For this exercise, repeat each entry exactly as written.

========================================

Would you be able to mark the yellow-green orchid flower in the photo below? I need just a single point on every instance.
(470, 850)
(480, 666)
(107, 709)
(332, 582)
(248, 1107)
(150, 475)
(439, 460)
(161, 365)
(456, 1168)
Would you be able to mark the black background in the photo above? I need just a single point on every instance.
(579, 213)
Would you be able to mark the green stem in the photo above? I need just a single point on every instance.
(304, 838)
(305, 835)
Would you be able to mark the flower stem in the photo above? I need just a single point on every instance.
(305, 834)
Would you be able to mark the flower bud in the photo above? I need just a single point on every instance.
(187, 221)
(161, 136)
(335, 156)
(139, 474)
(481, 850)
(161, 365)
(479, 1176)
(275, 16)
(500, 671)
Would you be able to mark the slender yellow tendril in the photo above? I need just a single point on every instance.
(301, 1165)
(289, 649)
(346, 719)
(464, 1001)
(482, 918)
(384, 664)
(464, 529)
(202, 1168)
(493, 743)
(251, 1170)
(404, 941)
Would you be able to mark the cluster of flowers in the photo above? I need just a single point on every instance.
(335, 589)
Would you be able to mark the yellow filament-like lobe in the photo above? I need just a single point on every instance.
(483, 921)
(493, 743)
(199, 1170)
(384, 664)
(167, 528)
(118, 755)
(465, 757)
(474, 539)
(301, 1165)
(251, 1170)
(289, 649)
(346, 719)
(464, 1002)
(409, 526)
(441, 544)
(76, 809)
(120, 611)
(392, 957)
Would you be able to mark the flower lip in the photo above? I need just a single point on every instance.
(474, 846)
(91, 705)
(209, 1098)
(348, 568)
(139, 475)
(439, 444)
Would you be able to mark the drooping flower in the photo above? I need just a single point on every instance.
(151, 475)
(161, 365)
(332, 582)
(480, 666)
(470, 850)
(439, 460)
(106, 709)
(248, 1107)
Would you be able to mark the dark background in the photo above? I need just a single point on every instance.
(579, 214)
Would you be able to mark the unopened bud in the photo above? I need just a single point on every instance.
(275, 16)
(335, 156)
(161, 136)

========================================

◆ Finished task:
Would you be able to mark the yellow-green orchid flower in the photo below? I need just a single point on every instance.
(470, 850)
(480, 666)
(107, 709)
(332, 582)
(248, 1107)
(150, 475)
(439, 460)
(161, 365)
(456, 1168)
Would you be able to mark the black background in the photo above? I need just a single point on every instance.
(579, 213)
Would you be able to mark the green stem in the photo above? I need just a single point on every instance.
(304, 838)
(305, 835)
Would you be able to mark the flower stem in the photo above? I need just a single point on every instance.
(305, 834)
Would you be able to mark the flower bud in the photo above? I need just a single point on every instance.
(187, 221)
(161, 136)
(335, 156)
(139, 474)
(481, 850)
(161, 365)
(479, 1176)
(275, 16)
(500, 671)
Would you be able to mark the slender yellow tendril in the photo above? I need just a single point on every instance.
(301, 1165)
(289, 649)
(346, 719)
(464, 1001)
(482, 918)
(384, 664)
(464, 529)
(202, 1168)
(493, 743)
(251, 1170)
(404, 941)
Would you be able to mark the cluster of flowers in the photo above? I need just a single point on every instance.
(335, 589)
Would you be able to mark the yellow filament-like lobe in the photo above? I need just a single point on every instance.
(483, 921)
(493, 743)
(199, 1170)
(384, 664)
(167, 528)
(118, 755)
(465, 757)
(474, 539)
(301, 1165)
(251, 1170)
(289, 649)
(346, 719)
(464, 1002)
(409, 526)
(441, 544)
(76, 809)
(120, 611)
(392, 957)
Would you be able to mark the flower lip in the photo above? I need just a single point on every instance.
(474, 846)
(91, 705)
(209, 1098)
(348, 568)
(139, 475)
(439, 444)
Would you be able to mark the drooping flower in the photo above? I need just a single point on every instance.
(151, 475)
(161, 365)
(332, 582)
(480, 666)
(470, 850)
(439, 460)
(106, 709)
(248, 1107)
Would you be able to mark the dark background in the photo above? I need just a single point on every instance.
(579, 214)
Would you be able to mark the unopened bud in the photo above? I need just a single point on every instance.
(275, 16)
(335, 156)
(161, 136)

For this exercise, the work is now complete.